• **What this task involves**
Reproduce everything in the Finland travel guide from "Finland's heavy spending" down to "number of travellers.", word for word.

___ Document extract

Our Finland Travel Guide
Introduction
Whether it’s your first time travelling to Finland or you’ve been there before, read our guide on the country’s history, etiquette, tipping culture, food, festivals and more.
At a glance
Travel Guide
Overview
"First you build a sauna, then you build a house."
Finnish saying
Finland is a country of vast forests and extensive lakes interrupted by small towns and settlements. Even the chic capital Helsinki, positioned on a rocky headland surrounded by the Baltic Sea, is sparsely populated compared with other European capitals. In the far north, the sun doesn't set for ten weeks in summer, while in winter it stays below the horizon for almost eight weeks.
Helsinki is a design and shopping hub with a great choice of restaurants and a lively nightlife. After a devastating fire at the beginning of the 19th century, the city was completely rebuilt on a grid of wide streets and neoclassical buildings modelled on St Petersburg, and today those neoclassical buildings are the backdrop to many interesting art nouveau, modernist and contemporary additions. Turku, to the east of Helsinki at the mouth of the Aura River is the gateway to a stunning archipelago reaching into the Baltic Sea towards the autonomous Swedish-speaking Åland Islands. The Turku archipelago can be explored by kayak, or even by bike via a network of bridges and short-hop ferries, while thickly forested Åland includes some of the quietest and most remote islands in the whole of Scandinavia, accessible from the laidback capital Mariehamm. Turku is also a great family destination, with the low-kitsch Moominworld theme park and Väski Adventure Island in easy striking distance. Finland's second city Tampere in western Lakeland is a starting point for sailing, salmon fishing and skating tours; and home to idiosyncratic attractions including the Spy Museum and the only permanent museum in the world dedicated to Lenin.
Finnish Lapland rivals Helsinki as the top winter destination, where activities include skiing, snowmobiling, reindeer or husky safaris, ice hotels and ice parks, Northern Lights viewing - and the opportunity to visit Santa and his helpers.
Some two million saunas are spread among the five million-strong population, and the national pastime of broiling in a sauna then jumping into the nearest body of icy water is an experience not to be missed. You will burn off calories, relieve stress, keep colds and flu at bay - and make a deep connection with Finnish nature and culture.
Finland's heavy spending on education, training and research over the last half-century has been a key factor in the development of a modern, competitive economy in which an advanced telecommunications sector - led by Nokia - has added to the traditional timber and metals industries. The country ranks consistently high in quality-of-life indices and polls, and this lively, engaging and fiercely independent country is attracting a growing number of travellers.
Culture & etiquette
"How do you spot a Finnish extrovert? He looks down at your shoes when he speaks."
Finnish joke
The notion of sisu spread around the world during the Finnish resistance to the Soviet invasion of 1939-40 when a white-clad Finnish soldier on skis appeared in the Western press who was seen to stand for the national values of courage, determination and perseverance against the odds. Sisu means to decide on a course of action and stick to it, no matter how grim the consequences - and is integral to understanding the stoical side of Finnish culture.

______
___ Information supplied

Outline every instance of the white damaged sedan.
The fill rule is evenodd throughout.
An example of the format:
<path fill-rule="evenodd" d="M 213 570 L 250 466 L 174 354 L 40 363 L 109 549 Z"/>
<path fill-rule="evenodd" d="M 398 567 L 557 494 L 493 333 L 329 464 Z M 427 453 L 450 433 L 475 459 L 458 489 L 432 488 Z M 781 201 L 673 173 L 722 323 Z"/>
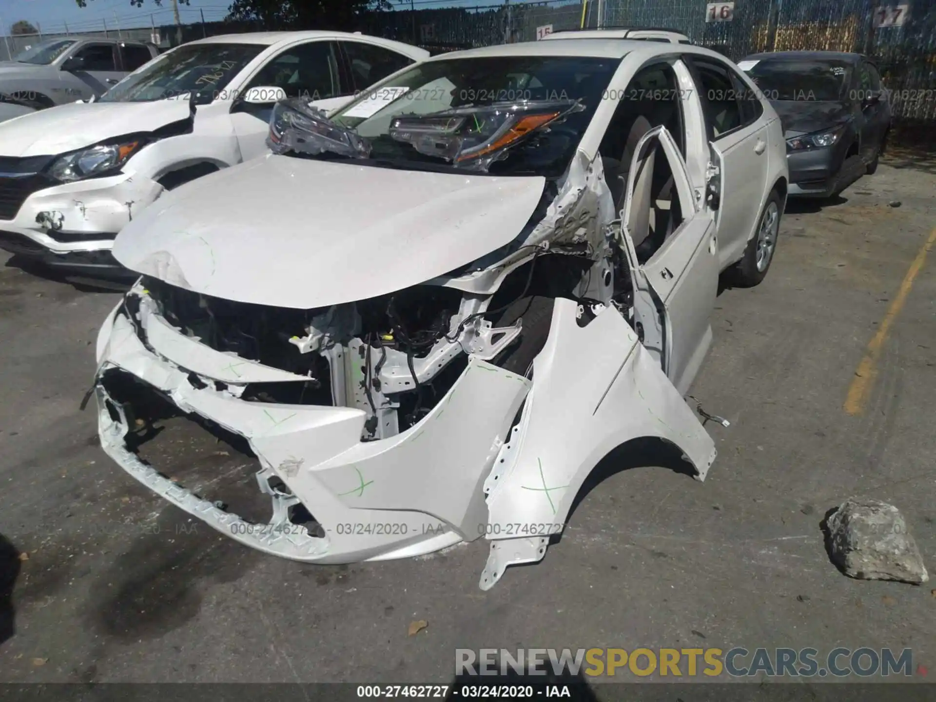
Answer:
<path fill-rule="evenodd" d="M 328 116 L 279 103 L 273 154 L 118 236 L 142 277 L 97 343 L 104 450 L 298 561 L 486 538 L 483 590 L 543 558 L 622 444 L 704 479 L 683 394 L 719 273 L 760 282 L 786 196 L 754 91 L 697 47 L 554 39 L 433 58 Z M 156 402 L 249 446 L 262 519 L 139 457 Z"/>

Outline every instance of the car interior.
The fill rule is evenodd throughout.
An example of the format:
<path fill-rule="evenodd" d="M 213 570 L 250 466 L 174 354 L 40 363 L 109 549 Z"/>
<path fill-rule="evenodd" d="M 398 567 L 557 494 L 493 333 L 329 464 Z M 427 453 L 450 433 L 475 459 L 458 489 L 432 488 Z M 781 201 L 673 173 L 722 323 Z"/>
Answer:
<path fill-rule="evenodd" d="M 637 143 L 648 131 L 662 124 L 676 140 L 680 152 L 685 154 L 680 95 L 676 73 L 666 63 L 641 69 L 625 89 L 599 147 L 617 212 L 624 205 L 628 172 Z M 656 154 L 659 148 L 655 139 L 648 145 L 649 151 L 637 164 L 640 170 L 636 174 L 632 216 L 638 218 L 638 226 L 630 231 L 641 263 L 650 260 L 682 221 L 672 169 L 665 156 Z"/>

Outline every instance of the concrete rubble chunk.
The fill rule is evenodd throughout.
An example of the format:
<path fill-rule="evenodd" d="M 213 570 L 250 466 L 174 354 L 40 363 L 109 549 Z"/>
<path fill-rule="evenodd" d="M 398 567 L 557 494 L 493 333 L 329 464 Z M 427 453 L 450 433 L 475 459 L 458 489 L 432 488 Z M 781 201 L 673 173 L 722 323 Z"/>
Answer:
<path fill-rule="evenodd" d="M 907 522 L 894 505 L 852 497 L 829 516 L 826 525 L 829 557 L 845 575 L 914 585 L 929 579 Z"/>

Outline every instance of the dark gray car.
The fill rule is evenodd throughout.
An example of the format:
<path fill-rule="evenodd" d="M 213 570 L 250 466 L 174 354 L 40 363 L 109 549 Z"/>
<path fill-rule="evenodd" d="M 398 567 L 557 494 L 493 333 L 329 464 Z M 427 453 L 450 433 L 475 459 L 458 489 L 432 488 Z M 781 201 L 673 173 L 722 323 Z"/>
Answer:
<path fill-rule="evenodd" d="M 159 50 L 123 39 L 63 37 L 0 62 L 0 93 L 35 110 L 101 95 Z"/>
<path fill-rule="evenodd" d="M 877 169 L 891 126 L 868 58 L 837 51 L 755 53 L 739 63 L 780 114 L 790 196 L 829 197 Z"/>

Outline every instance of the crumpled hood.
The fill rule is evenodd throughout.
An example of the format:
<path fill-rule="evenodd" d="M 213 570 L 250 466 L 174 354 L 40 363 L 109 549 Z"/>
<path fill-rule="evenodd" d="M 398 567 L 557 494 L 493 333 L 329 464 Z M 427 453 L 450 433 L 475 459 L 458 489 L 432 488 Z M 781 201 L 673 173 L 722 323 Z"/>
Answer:
<path fill-rule="evenodd" d="M 786 139 L 830 129 L 851 114 L 847 102 L 774 100 L 770 104 L 780 115 Z"/>
<path fill-rule="evenodd" d="M 205 295 L 324 307 L 424 283 L 510 243 L 544 184 L 270 154 L 156 200 L 113 255 Z"/>
<path fill-rule="evenodd" d="M 124 134 L 151 132 L 189 114 L 187 100 L 73 102 L 0 124 L 0 156 L 51 156 Z"/>

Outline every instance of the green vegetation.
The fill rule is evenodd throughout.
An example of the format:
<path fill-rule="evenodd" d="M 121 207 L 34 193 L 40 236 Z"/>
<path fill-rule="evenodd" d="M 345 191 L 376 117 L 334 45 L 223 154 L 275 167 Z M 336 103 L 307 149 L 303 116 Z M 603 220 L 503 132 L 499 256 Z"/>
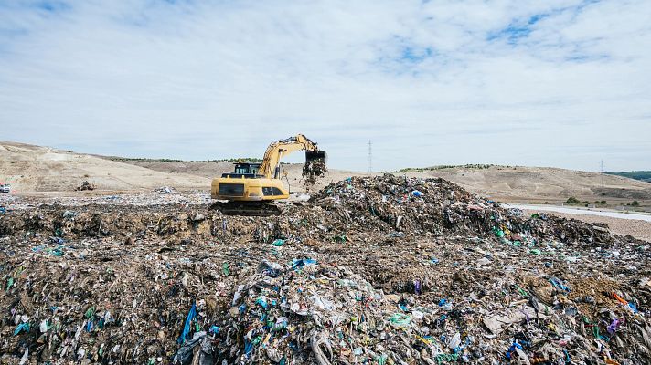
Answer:
<path fill-rule="evenodd" d="M 581 203 L 581 202 L 579 201 L 579 199 L 577 199 L 577 198 L 575 198 L 575 197 L 573 197 L 573 196 L 569 197 L 568 200 L 565 201 L 565 203 L 566 203 L 566 204 L 577 204 L 577 203 Z"/>
<path fill-rule="evenodd" d="M 609 175 L 624 176 L 629 179 L 640 180 L 643 182 L 651 182 L 651 171 L 637 171 L 637 172 L 605 172 Z"/>

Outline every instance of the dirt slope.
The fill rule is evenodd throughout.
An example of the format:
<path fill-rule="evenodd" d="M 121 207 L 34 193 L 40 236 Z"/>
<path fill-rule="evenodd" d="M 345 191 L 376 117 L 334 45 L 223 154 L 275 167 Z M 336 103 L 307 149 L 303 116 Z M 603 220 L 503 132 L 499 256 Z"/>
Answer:
<path fill-rule="evenodd" d="M 162 185 L 205 189 L 209 181 L 187 173 L 161 172 L 97 156 L 48 147 L 0 142 L 0 181 L 19 193 L 71 192 L 82 181 L 97 185 L 97 193 L 144 191 Z"/>
<path fill-rule="evenodd" d="M 443 177 L 494 199 L 529 201 L 580 200 L 610 202 L 651 200 L 651 183 L 614 175 L 551 167 L 452 167 L 412 170 L 408 176 Z"/>

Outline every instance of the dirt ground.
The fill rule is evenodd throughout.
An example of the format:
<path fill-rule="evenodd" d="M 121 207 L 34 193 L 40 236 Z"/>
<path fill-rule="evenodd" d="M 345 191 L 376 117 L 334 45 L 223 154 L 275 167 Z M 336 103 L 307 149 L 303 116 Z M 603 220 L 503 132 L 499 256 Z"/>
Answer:
<path fill-rule="evenodd" d="M 535 209 L 524 210 L 528 214 L 533 214 L 538 213 Z M 645 241 L 651 242 L 651 222 L 646 222 L 635 219 L 621 219 L 621 218 L 612 218 L 603 217 L 598 215 L 588 215 L 588 214 L 570 214 L 559 212 L 545 212 L 546 214 L 568 218 L 568 219 L 579 219 L 583 222 L 589 223 L 599 223 L 608 224 L 608 227 L 614 233 L 624 235 L 632 235 L 635 238 L 639 238 Z"/>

______

• **Exercise result**
Finland's heavy spending on education, training and research over the last half-century has been a key factor in the development of a modern, competitive economy in which an advanced telecommunications sector - led by Nokia - has added to the traditional timber and metals industries. The country ranks consistently high in quality-of-life indices and polls, and this lively, engaging and fiercely independent country is attracting a growing number of travellers.